■ **What the exercise asks**: Starting from the line that holds "Mark every instance of the wooden plank", print each remaining line of the entries exactly, ending with the last.

■ **Extracted material**:
= Beginning of Section =
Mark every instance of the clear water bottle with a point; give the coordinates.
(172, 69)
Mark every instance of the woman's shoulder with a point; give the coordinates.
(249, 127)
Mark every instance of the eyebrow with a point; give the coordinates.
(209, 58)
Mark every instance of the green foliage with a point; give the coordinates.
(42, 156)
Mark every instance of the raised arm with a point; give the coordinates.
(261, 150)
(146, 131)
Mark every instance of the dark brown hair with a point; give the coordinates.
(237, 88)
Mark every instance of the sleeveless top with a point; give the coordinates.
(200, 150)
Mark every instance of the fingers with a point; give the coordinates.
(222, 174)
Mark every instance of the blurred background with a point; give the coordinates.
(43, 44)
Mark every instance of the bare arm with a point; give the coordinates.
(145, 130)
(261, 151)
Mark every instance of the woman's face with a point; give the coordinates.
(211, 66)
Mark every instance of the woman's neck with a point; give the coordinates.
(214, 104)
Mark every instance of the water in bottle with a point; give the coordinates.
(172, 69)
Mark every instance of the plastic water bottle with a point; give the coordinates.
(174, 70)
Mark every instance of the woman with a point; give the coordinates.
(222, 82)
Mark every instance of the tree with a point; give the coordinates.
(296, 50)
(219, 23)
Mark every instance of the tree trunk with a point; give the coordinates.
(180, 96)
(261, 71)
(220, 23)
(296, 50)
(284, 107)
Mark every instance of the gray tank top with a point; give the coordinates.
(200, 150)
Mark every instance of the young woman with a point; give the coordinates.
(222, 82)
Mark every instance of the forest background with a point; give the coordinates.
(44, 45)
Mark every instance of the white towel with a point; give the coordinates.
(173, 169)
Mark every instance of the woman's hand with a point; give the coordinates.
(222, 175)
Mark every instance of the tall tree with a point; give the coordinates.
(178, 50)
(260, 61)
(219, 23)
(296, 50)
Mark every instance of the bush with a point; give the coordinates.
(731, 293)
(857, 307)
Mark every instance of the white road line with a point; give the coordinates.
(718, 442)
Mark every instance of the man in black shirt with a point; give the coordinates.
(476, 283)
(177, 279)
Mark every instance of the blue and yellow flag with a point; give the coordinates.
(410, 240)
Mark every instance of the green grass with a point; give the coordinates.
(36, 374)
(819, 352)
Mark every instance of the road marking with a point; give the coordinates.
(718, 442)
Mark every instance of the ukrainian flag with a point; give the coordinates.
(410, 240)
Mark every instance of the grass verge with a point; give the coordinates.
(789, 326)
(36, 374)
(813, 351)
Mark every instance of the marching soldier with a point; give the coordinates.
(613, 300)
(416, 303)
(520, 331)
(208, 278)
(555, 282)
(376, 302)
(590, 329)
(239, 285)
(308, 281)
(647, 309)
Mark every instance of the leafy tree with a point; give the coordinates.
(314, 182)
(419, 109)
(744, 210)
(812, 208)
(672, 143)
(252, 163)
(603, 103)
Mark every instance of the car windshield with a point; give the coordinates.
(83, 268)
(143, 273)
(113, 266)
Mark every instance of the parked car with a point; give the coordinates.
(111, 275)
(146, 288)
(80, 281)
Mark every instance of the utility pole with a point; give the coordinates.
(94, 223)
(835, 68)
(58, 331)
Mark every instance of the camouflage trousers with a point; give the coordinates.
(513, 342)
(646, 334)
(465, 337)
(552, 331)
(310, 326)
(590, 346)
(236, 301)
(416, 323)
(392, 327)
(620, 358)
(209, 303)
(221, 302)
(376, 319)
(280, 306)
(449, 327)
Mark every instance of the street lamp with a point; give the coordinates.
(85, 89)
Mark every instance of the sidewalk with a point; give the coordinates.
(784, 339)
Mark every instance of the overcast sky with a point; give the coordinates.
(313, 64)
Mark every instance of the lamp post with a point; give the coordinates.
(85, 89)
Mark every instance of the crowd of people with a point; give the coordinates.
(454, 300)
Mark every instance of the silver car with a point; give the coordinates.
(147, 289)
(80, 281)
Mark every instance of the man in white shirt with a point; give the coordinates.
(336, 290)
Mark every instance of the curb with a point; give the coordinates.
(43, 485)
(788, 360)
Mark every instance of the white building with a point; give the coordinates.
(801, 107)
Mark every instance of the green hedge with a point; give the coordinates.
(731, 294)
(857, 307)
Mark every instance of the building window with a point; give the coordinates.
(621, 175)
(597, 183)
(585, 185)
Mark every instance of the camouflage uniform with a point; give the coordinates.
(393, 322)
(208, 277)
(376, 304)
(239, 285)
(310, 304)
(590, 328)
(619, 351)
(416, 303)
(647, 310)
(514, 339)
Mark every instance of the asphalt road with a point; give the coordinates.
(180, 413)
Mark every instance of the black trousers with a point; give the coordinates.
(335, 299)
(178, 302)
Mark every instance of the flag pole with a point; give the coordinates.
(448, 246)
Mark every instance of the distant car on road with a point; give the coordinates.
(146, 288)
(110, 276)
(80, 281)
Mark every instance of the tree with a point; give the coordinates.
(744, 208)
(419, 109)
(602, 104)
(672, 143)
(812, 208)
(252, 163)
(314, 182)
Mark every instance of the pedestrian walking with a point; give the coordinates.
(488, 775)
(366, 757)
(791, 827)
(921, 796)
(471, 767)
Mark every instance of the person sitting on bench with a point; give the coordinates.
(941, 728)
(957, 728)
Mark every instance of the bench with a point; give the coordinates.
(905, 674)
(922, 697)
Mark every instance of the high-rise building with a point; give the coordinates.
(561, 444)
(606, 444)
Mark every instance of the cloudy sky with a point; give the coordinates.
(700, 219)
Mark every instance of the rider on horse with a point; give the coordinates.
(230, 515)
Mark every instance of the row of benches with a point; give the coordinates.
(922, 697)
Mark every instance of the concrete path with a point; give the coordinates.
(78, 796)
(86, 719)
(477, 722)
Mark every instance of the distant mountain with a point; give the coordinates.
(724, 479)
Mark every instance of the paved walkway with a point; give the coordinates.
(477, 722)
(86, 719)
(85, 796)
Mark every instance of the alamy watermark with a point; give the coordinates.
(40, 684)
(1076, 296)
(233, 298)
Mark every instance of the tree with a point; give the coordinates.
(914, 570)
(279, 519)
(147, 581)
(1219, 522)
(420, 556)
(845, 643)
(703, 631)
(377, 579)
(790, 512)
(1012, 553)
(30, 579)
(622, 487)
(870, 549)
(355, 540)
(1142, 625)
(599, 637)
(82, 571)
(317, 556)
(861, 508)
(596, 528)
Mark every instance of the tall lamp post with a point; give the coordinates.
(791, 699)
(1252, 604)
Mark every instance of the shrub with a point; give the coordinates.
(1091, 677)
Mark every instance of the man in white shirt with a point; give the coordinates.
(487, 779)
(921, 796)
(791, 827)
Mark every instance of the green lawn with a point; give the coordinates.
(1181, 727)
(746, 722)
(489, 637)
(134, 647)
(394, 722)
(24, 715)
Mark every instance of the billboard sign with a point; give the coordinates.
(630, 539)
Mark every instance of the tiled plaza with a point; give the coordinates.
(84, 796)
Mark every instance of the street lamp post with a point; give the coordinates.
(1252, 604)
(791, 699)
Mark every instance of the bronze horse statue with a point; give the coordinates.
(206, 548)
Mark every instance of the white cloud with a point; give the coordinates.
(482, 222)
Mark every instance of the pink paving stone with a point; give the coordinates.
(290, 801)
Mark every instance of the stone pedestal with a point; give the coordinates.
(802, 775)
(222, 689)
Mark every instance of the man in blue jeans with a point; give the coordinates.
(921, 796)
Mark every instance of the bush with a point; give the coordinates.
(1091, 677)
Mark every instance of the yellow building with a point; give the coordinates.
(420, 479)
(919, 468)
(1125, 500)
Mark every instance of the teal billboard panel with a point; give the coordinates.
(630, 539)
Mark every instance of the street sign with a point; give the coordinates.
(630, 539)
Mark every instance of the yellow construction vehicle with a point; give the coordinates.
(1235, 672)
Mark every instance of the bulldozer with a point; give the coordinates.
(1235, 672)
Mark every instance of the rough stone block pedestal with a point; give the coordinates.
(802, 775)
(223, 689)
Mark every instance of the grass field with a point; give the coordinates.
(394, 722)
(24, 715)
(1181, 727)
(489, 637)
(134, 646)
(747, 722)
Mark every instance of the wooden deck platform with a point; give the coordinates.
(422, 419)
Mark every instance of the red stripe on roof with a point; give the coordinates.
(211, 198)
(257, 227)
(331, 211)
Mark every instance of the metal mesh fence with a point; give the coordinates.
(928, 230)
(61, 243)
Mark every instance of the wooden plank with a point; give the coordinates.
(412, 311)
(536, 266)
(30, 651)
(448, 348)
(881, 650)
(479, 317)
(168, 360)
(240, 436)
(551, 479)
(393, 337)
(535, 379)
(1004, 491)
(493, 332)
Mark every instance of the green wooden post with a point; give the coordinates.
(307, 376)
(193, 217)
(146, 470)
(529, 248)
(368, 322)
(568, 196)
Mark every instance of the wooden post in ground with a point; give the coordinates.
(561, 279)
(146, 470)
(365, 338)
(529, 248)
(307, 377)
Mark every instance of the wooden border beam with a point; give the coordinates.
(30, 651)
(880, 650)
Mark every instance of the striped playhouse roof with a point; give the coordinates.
= End of Section =
■ **Task answer**:
Mark every instance of the wooden plank with a point; give the coordinates.
(412, 311)
(536, 266)
(30, 651)
(448, 348)
(881, 650)
(479, 317)
(168, 360)
(240, 436)
(551, 479)
(393, 337)
(535, 379)
(1004, 491)
(493, 332)
Mark every instance of the green wooden post with a point; give the coordinates.
(307, 376)
(193, 217)
(146, 470)
(529, 248)
(368, 322)
(568, 196)
Mark every instance of the wooden post in ground with a point; give the coordinates.
(561, 279)
(146, 470)
(365, 338)
(529, 248)
(307, 377)
Mark every instance of the wooden border beam with a point; give the coordinates.
(30, 651)
(880, 650)
Mark every instance of the striped playhouse roof with a point; give the coordinates.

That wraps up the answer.